THIS WORK IS BY PERMISSION

RESPECTFULLY DEDICATED.

A.D. 1495.

"Quant le soil est al defendant donques de common droit il doit aver tiels profits queux surdant sur la terre, et touts les profites et revenues comme est al primier entendement, et auxi quant le plaintiff monstre que est pischarie, donque nest auter profit forsque pischary a prendre la, quel de comme droit convient apperteyner a luy sicomme grasse des autres terres."Year Book, Trin. 10 Henry VII., pl. 1, A.D. 1495.

A.D. 1877.

It appears then to me to be beyond dispute that the exclusive right of fishing in tidal waters vested in the hands of the Crown is no more than an incident of the soil over which the waters flowed, as affected by the exercise of the King's franchise of excluding the public; and that that right can, and generally does, exist in the subject as an incident of the soil, and not as an incorporeal hereditament.-Judgment of PALLES, C.B., Duke of Devonshire v. Neill, 2 L. R. Ir. 173, A.D. 1877.

PREFACE.

In this work the Authors have endeavoured to collect all available information relating to the law of fishery, applicable to fisheries in England, Wales, and (as regards the common law) Ireland. The common law of Scotland has not been dealt with; that must be left to learned gentlemen of the Scotch Bar. The subject has been exhaustively and admirably dealt with by Mr. Tait in his "Law of Scotland Applied to the Laws of Trout and Salmon Fishing." The statutory law relating to Ireland has not been dealt with. It will be found in Mr. Conner's book on "Fishing Laws."

The first part of the work relates to the history and law of fisheries at common law. The second part reviews historically the ancient legislation with regard to fisheries, and deals generally with modern statutory provisions now in force and the powers of owners of fisheries, boards of conservators, the powers and jurisdiction of magistrates, and the restrictions upon and regulation of fisheries, both as to salmon and migratory fish, sea fish, and freshwater fish other than salmon. In the Appendices will be found the statutes relating to fisheries in England, so far as they remain unrepealed, with notes of decided cases relating to them.

The special provisions of local Acts have not been set out as these Acts are numerous and local practitioners will be well acquainted with their provisions. A list of them, which it is hoped is complete, will be found in the Table of Statutes arranged chronologically. There is also given a list of places where fisheries existed and are referred to in the Domesday Book; and a list of fisheries in various places in the Kingdom, reference to which in ancient records has been found by the Authors in collecting materials for this work.

The object of the Authors has been to collect everything relating to fisheries that may be useful to practitioners and owners of fisheries and the public, so as to make the work a complete conspectus of the law as regards both inland and sea fisheries in every respect, and it is hoped that this endeavour has not been unsuccessful.

_DATA EXCERPTS_.
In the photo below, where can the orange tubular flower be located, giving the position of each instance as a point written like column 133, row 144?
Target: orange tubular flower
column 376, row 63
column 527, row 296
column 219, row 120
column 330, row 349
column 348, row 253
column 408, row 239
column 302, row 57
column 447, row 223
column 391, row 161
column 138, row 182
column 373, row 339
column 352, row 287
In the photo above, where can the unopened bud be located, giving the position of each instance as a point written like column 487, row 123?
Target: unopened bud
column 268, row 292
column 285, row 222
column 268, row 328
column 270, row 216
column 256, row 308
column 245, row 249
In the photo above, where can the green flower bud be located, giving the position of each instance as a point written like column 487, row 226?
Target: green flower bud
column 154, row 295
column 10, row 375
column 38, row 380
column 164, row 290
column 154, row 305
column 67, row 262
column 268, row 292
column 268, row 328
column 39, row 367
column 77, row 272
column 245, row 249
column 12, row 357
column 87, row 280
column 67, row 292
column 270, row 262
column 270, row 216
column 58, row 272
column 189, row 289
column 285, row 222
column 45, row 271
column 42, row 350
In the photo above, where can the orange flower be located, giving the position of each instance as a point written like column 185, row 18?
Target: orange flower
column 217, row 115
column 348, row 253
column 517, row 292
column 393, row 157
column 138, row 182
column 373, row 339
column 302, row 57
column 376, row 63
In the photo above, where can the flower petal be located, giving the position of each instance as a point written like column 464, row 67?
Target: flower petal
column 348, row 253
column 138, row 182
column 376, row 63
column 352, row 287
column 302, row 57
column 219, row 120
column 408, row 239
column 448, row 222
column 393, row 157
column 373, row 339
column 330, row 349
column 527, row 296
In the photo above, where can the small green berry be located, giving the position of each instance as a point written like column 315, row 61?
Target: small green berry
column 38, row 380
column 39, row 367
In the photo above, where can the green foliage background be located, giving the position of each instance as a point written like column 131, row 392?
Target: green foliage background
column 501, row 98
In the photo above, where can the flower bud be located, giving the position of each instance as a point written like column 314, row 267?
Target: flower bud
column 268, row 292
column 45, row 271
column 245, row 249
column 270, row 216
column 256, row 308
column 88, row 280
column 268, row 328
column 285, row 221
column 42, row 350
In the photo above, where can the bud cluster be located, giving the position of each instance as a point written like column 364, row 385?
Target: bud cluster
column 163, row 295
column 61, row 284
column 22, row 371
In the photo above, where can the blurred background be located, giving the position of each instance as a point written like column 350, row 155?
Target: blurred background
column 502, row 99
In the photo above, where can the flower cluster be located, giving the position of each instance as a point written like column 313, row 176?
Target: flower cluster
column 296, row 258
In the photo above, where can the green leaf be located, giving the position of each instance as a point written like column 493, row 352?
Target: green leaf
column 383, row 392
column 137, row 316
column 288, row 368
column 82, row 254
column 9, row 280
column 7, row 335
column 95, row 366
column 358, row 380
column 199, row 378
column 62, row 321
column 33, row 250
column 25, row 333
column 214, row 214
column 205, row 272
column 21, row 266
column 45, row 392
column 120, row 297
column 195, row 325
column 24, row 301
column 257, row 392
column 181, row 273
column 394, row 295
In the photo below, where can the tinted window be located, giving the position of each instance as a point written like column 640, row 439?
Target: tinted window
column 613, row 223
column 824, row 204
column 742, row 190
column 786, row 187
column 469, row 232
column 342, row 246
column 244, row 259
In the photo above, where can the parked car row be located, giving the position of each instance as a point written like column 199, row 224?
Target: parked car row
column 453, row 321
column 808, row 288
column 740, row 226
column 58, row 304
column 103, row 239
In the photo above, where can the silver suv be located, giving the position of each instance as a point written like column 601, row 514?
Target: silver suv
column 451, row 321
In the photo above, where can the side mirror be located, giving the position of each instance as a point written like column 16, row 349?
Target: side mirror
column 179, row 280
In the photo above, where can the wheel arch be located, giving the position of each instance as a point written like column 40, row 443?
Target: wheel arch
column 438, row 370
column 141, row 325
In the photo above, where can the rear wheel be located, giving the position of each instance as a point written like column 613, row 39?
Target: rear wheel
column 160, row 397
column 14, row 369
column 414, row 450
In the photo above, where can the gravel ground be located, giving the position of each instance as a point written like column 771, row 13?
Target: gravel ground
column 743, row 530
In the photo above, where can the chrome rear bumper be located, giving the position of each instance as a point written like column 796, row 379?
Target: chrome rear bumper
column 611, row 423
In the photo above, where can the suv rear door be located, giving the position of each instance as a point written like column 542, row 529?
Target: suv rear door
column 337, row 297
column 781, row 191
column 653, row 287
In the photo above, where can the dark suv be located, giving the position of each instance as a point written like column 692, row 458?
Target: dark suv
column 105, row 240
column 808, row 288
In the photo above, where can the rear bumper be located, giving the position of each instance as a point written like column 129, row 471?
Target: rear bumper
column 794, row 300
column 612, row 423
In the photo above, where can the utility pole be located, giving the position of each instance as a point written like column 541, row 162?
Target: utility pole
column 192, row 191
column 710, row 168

_GIVEN REQUEST A_.
Translate this sentence from the preface on fishery law into French: "The statutory law relating to Ireland has not been dealt with."
_GIVEN REQUEST B_.
Write the next part of the fishery-law preface, starting after its final sentence.

_EXPECTED ANSWER A_.
Le droit statutaire relatif à l'Irlande n'a pas été traité.

_EXPECTED ANSWER B_.
The extensive examination of ancient records and authorities which has been made in the preparation of this work shows that

misconceptions and errors as to facts relating to fisheries have from time to time arisen. To these we wish to call attention, because we think that the pointing out of these errors may have considerable effect upon the construction which may hereafter be placed upon the documents of title and the evidence which may be put forth in support of titles to fisheries. The undue weight attributed to the ingeniously constructed dicta of ancient text writers, endeavouring, in their ignorance very often of true facts, to lay down the law in general propositions, has led to the enunciation of principles very often inconsistent with the true facts as to the existence, nature and attributes of fisheries. The theory as to the manner in which fisheries in tidal water were established, and public right to fish in them excluded, and the prevention of the further putting tidal waters in defence by the sixteenth chapter of Magna Charta, is shown in Chapter II. to be extremely doubtful; and we appear to be ignorant altogether of the process by which several fisheries in tidal water were established. We venture to submit that the truth probably is that the exclusive ownership of fisheries in tidal water arose simply from the possession by the subject of the soil of the tidal water which imported the natural result, viz., the right to take the profits of that soil; and that the exclusion of any public right of fishing, if such existed in ancient times otherwise than by tacit licence of the Crown before the soil of the water was granted out, was effected by the grantee of the soil excluding such public fishing in the same manner that the grantee of waste land on coming into possession of the soil would exclude the people of the country from pasturing their cattle there, although they may have previously been allowed to do so by the tacit licence of the Crown during the period that such land was in the Crown's possession. We think that there is no evidence in existence to show that the exclusion of the public right of fishing was effected by any exercise of any prerogative right other than the right of the Crown to grant the soil of the tidal water to a subject.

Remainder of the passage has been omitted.